◆ EXERCISE DESCRIPTION
Using the listing below, retype only the lines from the line with "Find every instance of the blue sky" through the end, both ends included, and exclude the pictures.

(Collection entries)
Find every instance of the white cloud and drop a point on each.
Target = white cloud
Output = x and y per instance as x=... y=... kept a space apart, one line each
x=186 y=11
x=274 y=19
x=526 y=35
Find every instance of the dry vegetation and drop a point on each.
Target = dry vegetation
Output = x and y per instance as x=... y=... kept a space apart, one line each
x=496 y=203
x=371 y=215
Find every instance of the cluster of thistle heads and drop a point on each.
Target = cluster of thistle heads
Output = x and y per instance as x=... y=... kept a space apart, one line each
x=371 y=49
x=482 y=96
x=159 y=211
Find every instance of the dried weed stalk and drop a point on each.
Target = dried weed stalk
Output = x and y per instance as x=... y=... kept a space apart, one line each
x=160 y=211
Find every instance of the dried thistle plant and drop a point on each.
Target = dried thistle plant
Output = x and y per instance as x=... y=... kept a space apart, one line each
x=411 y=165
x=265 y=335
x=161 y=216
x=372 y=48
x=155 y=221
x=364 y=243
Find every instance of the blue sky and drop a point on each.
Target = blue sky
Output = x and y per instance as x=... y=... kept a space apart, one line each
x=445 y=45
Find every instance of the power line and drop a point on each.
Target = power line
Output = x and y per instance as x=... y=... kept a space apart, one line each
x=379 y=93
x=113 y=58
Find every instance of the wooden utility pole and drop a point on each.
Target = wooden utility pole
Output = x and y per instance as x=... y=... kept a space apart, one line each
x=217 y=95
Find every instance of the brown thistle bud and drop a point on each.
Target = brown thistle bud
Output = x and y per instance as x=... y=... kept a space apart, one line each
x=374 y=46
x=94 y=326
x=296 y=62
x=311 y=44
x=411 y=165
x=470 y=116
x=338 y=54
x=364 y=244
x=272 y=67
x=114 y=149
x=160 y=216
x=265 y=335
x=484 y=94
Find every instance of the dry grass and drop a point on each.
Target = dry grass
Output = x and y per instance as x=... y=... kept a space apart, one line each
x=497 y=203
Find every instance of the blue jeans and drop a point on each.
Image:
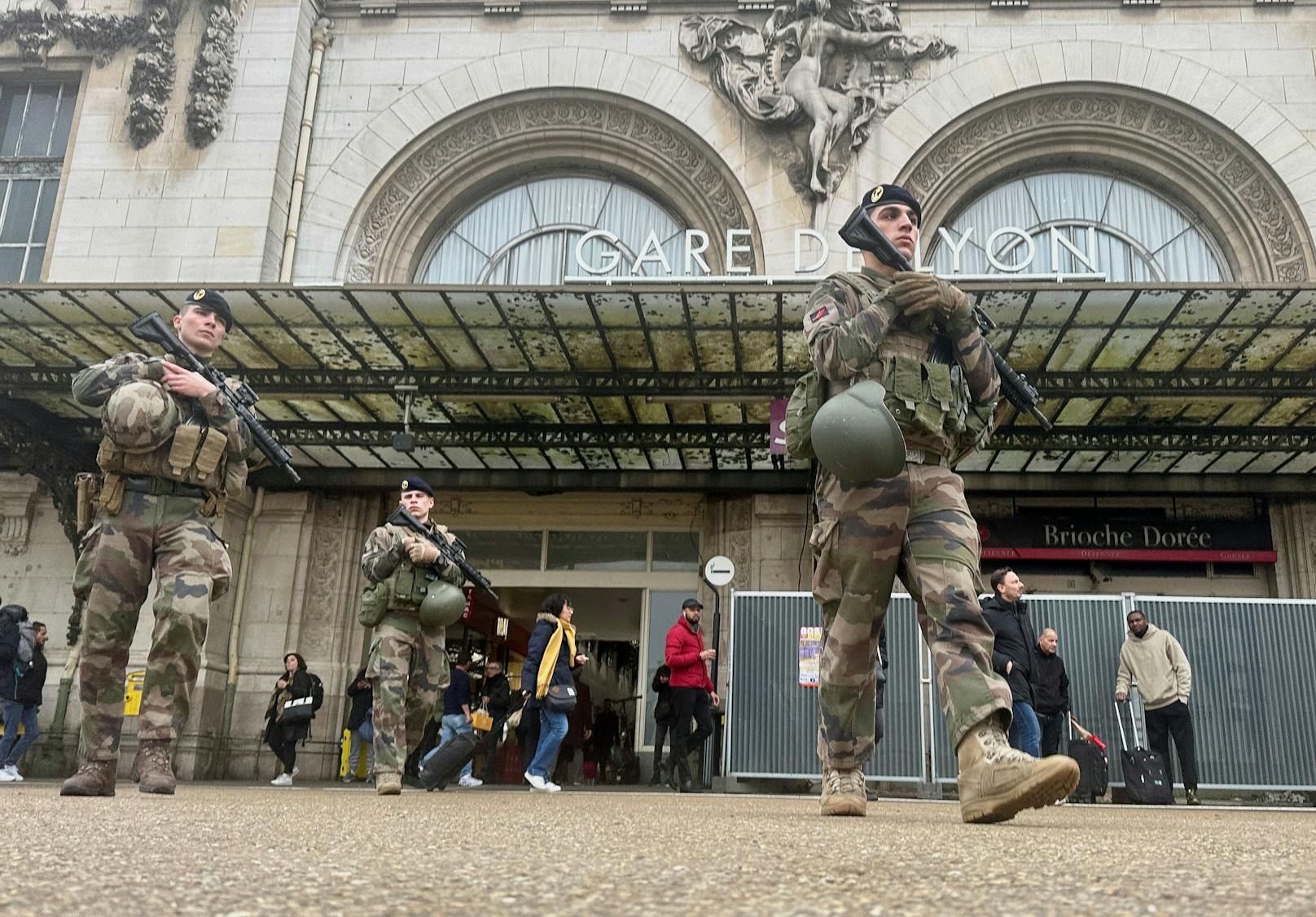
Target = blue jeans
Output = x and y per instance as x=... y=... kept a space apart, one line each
x=553 y=729
x=1025 y=733
x=12 y=745
x=454 y=724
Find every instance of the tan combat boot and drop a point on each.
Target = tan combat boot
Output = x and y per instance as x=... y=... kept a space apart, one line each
x=843 y=792
x=95 y=778
x=997 y=782
x=154 y=767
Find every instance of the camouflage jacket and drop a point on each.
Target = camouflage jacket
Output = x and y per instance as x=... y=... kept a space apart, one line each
x=384 y=555
x=849 y=337
x=94 y=386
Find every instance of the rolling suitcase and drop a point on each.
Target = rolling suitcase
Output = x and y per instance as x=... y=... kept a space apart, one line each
x=441 y=766
x=1093 y=766
x=1144 y=770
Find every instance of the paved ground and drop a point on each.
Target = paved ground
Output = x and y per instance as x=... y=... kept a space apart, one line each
x=226 y=849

◆ EXPECTED ANSWER
Find every instance of the blue sky and drop a point on each.
Target = blue sky
Output = x and y per instance as x=... y=... kept a space apart, one line each
x=445 y=45
Find every instance of the power line and drop a point on each.
Target = power line
Output = x and y per instance as x=... y=... kept a space apart, one line each
x=379 y=93
x=113 y=58
Find every instance of the wooden utility pole and drop a point on each.
Target = wooden utility pole
Output = x and y per instance as x=... y=... kept a space apart, one line each
x=217 y=95
Find every instance of the brown thistle bud and drop a point on each.
Target = brown thistle bud
Output = x and y per instance as x=... y=... kept a space apart, one line each
x=374 y=46
x=94 y=326
x=296 y=62
x=311 y=44
x=411 y=165
x=470 y=116
x=338 y=54
x=364 y=244
x=272 y=67
x=114 y=149
x=160 y=216
x=265 y=335
x=484 y=94
Find every instance of the dry grass and drop a point on each.
Target = dry grass
Output = x and y per instance as x=... y=... kept a space apart, one line each
x=497 y=203
Find every instance of the blue jeans and drop a point on each.
Image:
Target = blue jeans
Output = x and y per instance as x=... y=... kept a space apart, one line each
x=553 y=729
x=1025 y=733
x=12 y=745
x=454 y=724
Find every instance of the tan combat boot and drop a point on each.
Target = tan combat boot
Output = x and y per instance as x=... y=... kept a space apart, one line each
x=843 y=792
x=95 y=778
x=997 y=782
x=154 y=767
Find every instance of the camouflage jacket and drop a point on each.
Target = camouflage jacket
Output = x and y per instance as x=... y=... kept a space apart, one line each
x=384 y=555
x=849 y=337
x=94 y=386
Find every instance of the rolling suitcase and drop a point on each.
Target = rolling suitcase
Output = x and y per instance as x=... y=... kept a space apart, one line each
x=441 y=766
x=1093 y=766
x=1144 y=770
Find every instance of the paved ground and drop a point on each.
Target = paved ground
Output = x and y per instance as x=... y=... kept a space apart, one line each
x=226 y=849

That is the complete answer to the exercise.